- _Direction_:
Please pick up the Gold Dome Nuggets news piece about the Georgia Capitol after its final sentence and write the next part.

- _Excerpt provided_:
Gold Dome Nuggets: ‘Defender' of women, 2026 ambitions and GOP infighting over trans care

Yahoo15-02-2025

The 2025 legislative session is well underway now. Ross Williams/Georgia Recorder
Break out the honey mustard, it's time for nuggets.
Introducing the Georgia Recorder's Gold Dome Nuggets, part of a balanced news diet featuring your weekly recommended allowance of state Capitol happenings that didn't quite generate headlines but gave us all plenty to talk about.
For your first helping of Gold Dome nuggets, we present to you this three-piece special looking at reaction to Trump's transgender sports ban, the nascent field of 2026 gubernatorial candidates and a weird callout from an outspoken state senator.
A House Republican lawmaker's praise of President Donald Trump's national ban on transgender athletes in girls' sports triggered a spirited response from Democrats.
'Mr. Speaker, last week, our great President Donald Trump signed no men in women's sports executive order into law,' said Rep. Reynaldo 'Rey' Martinez, a Loganville Republican, with freshman GOP state Rep. Sandy Donatucci at his side.
'You were there, Mr. Speaker, to witness this historic event, surrounded by girls and women athletes from all walks of life. President Trump said the war on women's sports is over,' Martinez said.
Martinez made his comments Wednesday in the House chamber during a time that is set aside each day for condolences, hat-tips and other speeches from what is called the well. The next day, a group of Democratic women took to the mic in response.

(Object point labels)
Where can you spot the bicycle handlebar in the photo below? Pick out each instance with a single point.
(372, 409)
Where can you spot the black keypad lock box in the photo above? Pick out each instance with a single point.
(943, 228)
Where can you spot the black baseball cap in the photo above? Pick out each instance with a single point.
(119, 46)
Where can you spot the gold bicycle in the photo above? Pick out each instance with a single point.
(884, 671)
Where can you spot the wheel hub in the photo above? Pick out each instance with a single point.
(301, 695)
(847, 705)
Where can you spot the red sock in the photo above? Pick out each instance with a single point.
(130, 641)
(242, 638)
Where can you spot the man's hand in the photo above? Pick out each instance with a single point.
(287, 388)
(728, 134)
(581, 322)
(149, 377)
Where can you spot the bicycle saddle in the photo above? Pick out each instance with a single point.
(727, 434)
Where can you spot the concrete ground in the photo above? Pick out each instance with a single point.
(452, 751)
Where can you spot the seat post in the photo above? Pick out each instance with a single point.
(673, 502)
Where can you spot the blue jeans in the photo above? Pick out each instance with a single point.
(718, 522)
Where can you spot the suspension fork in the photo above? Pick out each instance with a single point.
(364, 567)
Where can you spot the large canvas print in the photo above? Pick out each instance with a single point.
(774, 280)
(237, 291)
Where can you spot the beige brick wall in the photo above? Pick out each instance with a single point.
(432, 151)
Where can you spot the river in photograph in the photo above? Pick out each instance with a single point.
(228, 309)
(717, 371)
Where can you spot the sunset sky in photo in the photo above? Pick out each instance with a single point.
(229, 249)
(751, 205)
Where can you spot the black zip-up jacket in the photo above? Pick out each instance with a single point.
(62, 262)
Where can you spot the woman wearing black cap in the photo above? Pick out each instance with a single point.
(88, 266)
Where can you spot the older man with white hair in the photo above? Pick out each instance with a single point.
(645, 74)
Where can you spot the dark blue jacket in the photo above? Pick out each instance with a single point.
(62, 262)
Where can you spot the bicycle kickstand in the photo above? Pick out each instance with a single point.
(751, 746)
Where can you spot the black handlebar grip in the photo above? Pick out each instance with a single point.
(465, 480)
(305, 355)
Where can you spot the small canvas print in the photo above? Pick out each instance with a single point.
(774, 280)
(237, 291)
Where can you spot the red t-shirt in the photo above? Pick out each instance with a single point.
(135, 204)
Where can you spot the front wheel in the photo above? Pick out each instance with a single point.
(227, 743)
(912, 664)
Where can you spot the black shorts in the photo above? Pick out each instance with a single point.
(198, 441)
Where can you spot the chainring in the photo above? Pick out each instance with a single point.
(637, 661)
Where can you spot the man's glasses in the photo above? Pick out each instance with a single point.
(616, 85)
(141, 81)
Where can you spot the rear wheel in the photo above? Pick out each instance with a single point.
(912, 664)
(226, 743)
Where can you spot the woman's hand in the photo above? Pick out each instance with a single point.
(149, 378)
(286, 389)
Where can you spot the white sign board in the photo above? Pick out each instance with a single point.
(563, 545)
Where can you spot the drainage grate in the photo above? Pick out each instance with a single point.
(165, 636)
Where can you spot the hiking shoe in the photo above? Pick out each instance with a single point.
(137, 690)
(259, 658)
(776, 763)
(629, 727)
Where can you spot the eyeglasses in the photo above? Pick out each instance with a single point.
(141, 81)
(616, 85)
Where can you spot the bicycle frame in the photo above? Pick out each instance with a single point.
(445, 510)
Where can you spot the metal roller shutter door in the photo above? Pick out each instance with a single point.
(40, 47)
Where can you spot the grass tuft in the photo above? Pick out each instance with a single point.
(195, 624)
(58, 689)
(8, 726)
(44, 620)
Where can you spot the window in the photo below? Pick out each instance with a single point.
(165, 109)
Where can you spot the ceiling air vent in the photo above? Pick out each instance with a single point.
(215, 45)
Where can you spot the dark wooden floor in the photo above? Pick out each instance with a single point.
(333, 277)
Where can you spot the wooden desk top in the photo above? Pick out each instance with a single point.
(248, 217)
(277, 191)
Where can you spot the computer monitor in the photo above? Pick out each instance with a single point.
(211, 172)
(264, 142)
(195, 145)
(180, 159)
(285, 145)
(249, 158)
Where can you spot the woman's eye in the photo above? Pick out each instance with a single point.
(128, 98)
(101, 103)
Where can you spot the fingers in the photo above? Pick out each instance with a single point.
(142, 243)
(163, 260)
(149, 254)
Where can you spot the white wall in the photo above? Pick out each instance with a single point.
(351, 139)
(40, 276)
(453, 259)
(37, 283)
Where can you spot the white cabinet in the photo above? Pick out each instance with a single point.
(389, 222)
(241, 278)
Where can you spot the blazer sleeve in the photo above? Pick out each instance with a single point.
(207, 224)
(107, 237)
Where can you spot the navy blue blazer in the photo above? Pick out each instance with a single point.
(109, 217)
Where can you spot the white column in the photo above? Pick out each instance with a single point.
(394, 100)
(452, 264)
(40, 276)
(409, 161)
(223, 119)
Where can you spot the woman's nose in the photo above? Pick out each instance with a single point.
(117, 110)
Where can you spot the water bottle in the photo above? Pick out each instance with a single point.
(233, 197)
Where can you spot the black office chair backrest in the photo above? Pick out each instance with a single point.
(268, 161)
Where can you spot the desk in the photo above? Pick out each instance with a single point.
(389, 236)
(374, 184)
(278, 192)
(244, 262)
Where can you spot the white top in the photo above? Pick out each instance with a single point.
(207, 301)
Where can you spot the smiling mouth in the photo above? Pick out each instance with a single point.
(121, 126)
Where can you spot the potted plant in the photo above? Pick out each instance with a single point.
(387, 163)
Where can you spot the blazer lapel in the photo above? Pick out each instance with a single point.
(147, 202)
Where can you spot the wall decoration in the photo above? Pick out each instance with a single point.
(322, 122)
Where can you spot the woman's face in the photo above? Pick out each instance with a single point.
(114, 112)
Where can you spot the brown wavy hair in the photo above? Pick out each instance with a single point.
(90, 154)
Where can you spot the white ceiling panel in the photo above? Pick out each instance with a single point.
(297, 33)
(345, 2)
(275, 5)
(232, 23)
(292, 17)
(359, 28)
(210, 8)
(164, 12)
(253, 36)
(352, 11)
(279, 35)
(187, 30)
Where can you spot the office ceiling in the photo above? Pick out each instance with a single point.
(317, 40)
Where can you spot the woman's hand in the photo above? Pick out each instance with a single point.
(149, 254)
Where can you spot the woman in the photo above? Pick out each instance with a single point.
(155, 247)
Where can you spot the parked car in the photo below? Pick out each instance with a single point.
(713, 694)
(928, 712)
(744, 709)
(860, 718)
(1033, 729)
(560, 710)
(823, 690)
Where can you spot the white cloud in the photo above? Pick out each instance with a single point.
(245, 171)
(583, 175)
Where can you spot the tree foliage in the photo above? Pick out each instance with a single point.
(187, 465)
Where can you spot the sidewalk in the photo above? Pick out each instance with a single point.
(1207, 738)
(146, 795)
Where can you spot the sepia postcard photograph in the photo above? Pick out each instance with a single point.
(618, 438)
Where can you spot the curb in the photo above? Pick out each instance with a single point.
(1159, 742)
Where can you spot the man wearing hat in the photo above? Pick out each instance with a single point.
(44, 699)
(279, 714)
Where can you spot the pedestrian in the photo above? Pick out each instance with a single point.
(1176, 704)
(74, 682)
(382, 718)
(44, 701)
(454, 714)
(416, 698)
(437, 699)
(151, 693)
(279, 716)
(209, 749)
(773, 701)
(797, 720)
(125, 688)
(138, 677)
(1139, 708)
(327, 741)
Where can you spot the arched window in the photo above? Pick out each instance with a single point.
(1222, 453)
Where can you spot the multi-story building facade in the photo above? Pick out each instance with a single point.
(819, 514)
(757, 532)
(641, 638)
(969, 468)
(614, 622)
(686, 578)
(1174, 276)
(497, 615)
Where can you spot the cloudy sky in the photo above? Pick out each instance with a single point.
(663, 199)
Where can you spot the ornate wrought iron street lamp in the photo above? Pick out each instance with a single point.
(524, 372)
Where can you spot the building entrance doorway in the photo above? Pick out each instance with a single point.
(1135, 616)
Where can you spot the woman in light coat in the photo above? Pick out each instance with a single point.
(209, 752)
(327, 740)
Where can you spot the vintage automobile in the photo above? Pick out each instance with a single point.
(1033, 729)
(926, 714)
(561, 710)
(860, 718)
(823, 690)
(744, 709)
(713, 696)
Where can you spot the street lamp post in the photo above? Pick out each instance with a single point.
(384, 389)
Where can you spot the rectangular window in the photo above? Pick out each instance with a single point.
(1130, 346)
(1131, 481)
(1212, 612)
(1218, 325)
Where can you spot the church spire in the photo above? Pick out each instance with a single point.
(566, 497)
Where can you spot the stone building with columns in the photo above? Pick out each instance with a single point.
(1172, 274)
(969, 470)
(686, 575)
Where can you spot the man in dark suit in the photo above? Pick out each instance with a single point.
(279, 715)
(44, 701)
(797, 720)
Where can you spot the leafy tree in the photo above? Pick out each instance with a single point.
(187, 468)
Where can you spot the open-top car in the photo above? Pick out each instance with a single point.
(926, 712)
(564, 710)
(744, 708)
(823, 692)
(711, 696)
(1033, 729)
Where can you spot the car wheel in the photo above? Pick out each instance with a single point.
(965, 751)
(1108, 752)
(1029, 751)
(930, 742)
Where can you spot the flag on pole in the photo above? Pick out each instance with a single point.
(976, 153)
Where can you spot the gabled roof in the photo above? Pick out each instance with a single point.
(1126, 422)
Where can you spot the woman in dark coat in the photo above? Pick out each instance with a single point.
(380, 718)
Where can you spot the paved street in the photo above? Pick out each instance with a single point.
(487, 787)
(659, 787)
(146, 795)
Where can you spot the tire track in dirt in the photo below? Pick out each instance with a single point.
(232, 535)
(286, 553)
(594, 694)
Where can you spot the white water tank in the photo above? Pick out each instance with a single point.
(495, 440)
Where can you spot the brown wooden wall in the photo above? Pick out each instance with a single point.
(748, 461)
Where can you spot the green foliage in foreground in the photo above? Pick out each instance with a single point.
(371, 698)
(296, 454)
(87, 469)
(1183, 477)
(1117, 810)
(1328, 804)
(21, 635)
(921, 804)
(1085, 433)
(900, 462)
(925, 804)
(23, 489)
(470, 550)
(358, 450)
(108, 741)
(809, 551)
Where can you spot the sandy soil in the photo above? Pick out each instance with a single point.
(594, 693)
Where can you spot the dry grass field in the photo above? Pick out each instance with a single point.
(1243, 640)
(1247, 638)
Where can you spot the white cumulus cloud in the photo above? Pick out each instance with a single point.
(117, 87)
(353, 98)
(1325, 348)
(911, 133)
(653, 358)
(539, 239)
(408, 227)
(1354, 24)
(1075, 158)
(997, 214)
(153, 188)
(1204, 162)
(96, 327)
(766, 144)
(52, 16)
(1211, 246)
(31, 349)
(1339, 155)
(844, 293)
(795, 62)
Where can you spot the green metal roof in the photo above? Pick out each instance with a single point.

- _Written answer_:
'You know yesterday from the well, the president was portrayed as a defender of women and girls,' said Rep. Anne Allen Westbrook, a Savannah Democrat. 'I was wondering if this was the same president whose record on women and girls I had thought was well known, so I felt it necessary to remind folks of the fuller story.'
Westbrook then read aloud the transcript from the infamous Access Hollywood tape where Trump can be heard talking so explicitly about his sexual advances of women that Westbrook bleeped out several words.
Rep. James Burchett, who is the majority whip and a Waycross Republican, attempted to 'deescalate the situation.'
'I'm asking you to please, please, please, let's not escalate this chamber into a fight from the right or the left. Let's work together. Let's continue to do the good work of the state of Georgia and push the DC politics and national politics aside, and let's just concentrate on Georgia Politics,' Burchett said.
The House GOP leadership has proposed its own ban on transgender athletes in girls' sports. In the Senate, that chamber has already passed its version as well as a bill that would cut off gender-affirming care for state employees, teachers and others covered by the state health benefit plan.
Sen. Jason Esteves, an Atlanta Democrat, addressed rumors that he will run for the governor's office in 2026 – kind of.
Esteves was elected to the Senate in 2022 after serving on the Atlanta Public Schools Board of Education since 2013. The AJC reported Monday that he has been talking with activists and donors in preparation for a potential run.
A reporter asked Esteves about his plans Monday at a Capitol press conference on a proposal to update Georgia's 40-year-old school funding plan to send more dollars to kids living in poverty, but the senator was demure.
'Right now, I'm focused on, like I said, on the session, I'm focused on addressing the issues that we have before us. And like I said, the fact that we have a literacy crisis in the state that has gone unaddressed, I think we need to move on that now.'
Esteves has been called a rising star in the party and an expert on education policy.
Gov. Brian Kemp will not be eligible to run next year because of term limits, so the open seat could attract a lot of attention, and prominent Democrats like former Atlanta Mayor Keisha Lance Bottoms, Congresswoman Lucy McBath and DeKalb County CEO Michael Thurmond could throw their hats in the ring.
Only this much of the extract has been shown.